**Passage fourni**
__________________________________________________
Honneur aux dames (2)

(Illustration : non, ce n’est pas une image issue de Jurassic Park, mais un iguane photographié, par votre serviteur, à la marina d’Oyster Pond à Saint-Martin. Cette marina a été entièrement détruite après l’ouragan Irma en septembre 2017, mais lors de son dernier passage sur l’île, notre futur ex Darmanin a promis qu’elle serait reconstruite, sans préciser l’année).

Pour ce deuxième article « Honneur aux dames », je ne vais pas proposer des chefs ou compositeurs féminins, mais des œuvres comportant des noms de femme et on commence tout de suite avec une fée de l’eau : Mélusine. L’ouverture de concert, nommée La belle Mélusine, fut composée en 1834 par Félix Mendelssohn.

https://www.youtube.com/watch?v=rxVVoolAPMo

En 1829, pour le grand prix de Rome, Hector Berlioz écrit une cantate pour soprano et orchestre, Cléopâtre appelée à tort La mort de Cléopâtre, même si elle se suicide à la fin. Cette cantate fut exécutée devant le jury le 1er août 1829. La soprano prévue étant prise, elle fut remplacée par sa sœur qui massacra l’œuvre et Berlioz n’obtint pas le prix de Rome. Avant d’écouter la version avec Véronique Gens, je vous propose le livret, en effet les paroles ne sont toujours pas faciles à comprendre :

C'en est donc fait! ma honte est assurée.
Veuve d'Antoine et veuve de César,
Au pouvoir d'Octave livrée,
Je n'ai pu captiver son farouche regard.
J'étais vaincue, et suis déshonorée.

En vain, pour ranimer l'éclat de mes attraits,
J'ai profané le deuil d'un funeste veuvage;
En vain, en vain, de l'art épuisant les secrets,
J'ai caché sous des fleurs les fers de l'esclavage;
Rien n'a pu du vainqueur désarmer les décrets.
A ses pieds j'ai traîné mes grandeurs opprimées.
Mes pleurs même ont coulé sur ses mains répandus,
Et la fille des Ptolémées
A subi l'affront des refus!
Ah! qu'ils sont loin ces jours, tourment de ma mémoire,
Où sur le sein des mers, comparable à Vénus,
D'Antoine et de César réfléchissant la gloire,
J'apparus triomphante aux rives du Cydnus!

Actium m'a livrée au vainqueur qui me brave;
Mon sceptre, mes trésors ont passé dans ses mains;
Ma beauté me restait, et les mépris d'Octave
Pour me vaincre ont fait plus que le fer des Romains.
Ah! qu'ils sont loin ces jours, etc.

Mes pleurs même ont coulé sur ses mains répandus,
J'ai subi l'affront des refus.
Moi !... qui du sein des mers, comparable à Vénus,
M'élançai triomphante aux rives du Cydnus!

Au comble des revers, qu'aurais-je encore à craindre?
Reine coupable, que dis-tu?
Du destin qui m'accable est-ce à moi de me plaindre?
Ai-je pour l'accuser les droits de la vertu?

J'ai d'un époux déshonoré la vie.
C'est par moi qu'aux Romains l'Égypte est asservie,
Et que d'lsis l'ancien culte est détruit.
Quel asile chercher? Sans parents! sans patrie!
__________________________________________________
**Lignes stockées**

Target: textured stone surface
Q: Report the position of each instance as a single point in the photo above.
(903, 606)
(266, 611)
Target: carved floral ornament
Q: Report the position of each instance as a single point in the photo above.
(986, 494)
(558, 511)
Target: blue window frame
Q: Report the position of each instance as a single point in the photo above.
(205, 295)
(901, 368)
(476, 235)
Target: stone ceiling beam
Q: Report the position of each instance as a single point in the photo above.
__________________________________________________
**Tâche écrite 1**
Recopiez le passage fourni en commençant par « C'en est donc » et en continuant jusqu'à « et suis déshonorée. », mis à jour de sorte que « Octave » soit remplacé par « Auguste ».
**Tâche écrite 2**
Relevez toutes les années mentionnées dans le passage fourni, en ne citant chaque année qu'une seule fois.
**Tâche écrite 3**
Répondez à ces questions sur le passage fourni :
(a) En quelle année Félix Mendelssohn composa-t-il La belle Mélusine ?
(b) Qui remplaça la soprano prévue lorsque la cantate de Berlioz fut exécutée devant le jury ?
(c) Quel ouragan a entièrement détruit la marina d'Oyster Pond ?
Les lignes n'ont aucun rôle dans ce travail.

**Réponse complète 1**
C'en est donc fait! ma honte est assurée.
Veuve d'Antoine et veuve de César,
Au pouvoir d'Auguste livrée,
Je n'ai pu captiver son farouche regard.
J'étais vaincue, et suis déshonorée.

**Réponse complète 2**
2017, 1834, 1829

**Réponse complète 3**
(a) En 1834.
(b) La sœur de la soprano prévue.
(c) L'ouragan Irma, en septembre 2017.